─── SOURCE DATA

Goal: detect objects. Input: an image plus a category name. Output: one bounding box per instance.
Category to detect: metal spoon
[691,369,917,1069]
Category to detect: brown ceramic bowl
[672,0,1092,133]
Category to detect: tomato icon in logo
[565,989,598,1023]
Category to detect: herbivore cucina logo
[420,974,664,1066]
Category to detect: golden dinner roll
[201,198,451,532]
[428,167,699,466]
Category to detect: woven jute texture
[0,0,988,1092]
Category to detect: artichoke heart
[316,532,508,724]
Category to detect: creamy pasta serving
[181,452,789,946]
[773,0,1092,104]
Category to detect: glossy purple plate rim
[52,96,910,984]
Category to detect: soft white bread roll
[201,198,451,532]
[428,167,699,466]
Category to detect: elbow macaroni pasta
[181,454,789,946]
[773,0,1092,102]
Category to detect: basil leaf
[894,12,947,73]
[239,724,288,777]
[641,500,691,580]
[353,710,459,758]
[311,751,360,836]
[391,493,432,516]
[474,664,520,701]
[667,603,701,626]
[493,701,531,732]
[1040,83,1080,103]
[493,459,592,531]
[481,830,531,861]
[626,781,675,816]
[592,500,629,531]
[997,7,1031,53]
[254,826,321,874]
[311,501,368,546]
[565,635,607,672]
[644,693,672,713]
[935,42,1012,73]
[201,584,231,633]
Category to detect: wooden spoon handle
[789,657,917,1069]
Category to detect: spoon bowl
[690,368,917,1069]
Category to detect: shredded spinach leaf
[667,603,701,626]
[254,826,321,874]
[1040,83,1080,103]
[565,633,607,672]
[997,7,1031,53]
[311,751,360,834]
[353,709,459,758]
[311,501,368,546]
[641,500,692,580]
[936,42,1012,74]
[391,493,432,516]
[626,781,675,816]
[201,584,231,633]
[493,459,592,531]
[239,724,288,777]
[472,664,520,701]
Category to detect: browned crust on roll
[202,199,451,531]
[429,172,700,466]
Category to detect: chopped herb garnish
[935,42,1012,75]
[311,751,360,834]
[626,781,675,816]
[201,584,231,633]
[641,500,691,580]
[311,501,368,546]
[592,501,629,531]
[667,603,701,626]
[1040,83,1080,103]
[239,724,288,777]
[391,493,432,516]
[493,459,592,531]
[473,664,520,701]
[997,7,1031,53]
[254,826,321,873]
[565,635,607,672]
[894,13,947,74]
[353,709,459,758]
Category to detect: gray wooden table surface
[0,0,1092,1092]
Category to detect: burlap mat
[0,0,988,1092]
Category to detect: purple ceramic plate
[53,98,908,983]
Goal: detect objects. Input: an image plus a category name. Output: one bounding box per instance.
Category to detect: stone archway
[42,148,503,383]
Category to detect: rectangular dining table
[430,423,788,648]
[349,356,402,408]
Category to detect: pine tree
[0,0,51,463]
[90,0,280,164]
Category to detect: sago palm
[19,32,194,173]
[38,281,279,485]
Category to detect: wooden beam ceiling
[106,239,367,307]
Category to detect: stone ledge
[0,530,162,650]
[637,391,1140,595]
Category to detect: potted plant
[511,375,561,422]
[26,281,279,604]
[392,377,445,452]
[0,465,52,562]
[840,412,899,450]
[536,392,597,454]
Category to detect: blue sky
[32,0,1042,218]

──────

#### SET TASK
Could you rewrite the data from the line with "Category to detect: wooden beam ceiling" up to and including the line with "[536,392,597,454]", giving only those lines, with "potted plant" changed to "planter" and everything else unchanged?

#### EXERCISE ANSWER
Category to detect: wooden beam ceiling
[106,239,367,307]
Category to detect: stone ledge
[0,530,162,650]
[637,391,1140,595]
Category to detect: planter
[511,375,561,422]
[26,281,279,604]
[392,377,445,452]
[0,465,52,562]
[840,412,899,450]
[536,392,597,454]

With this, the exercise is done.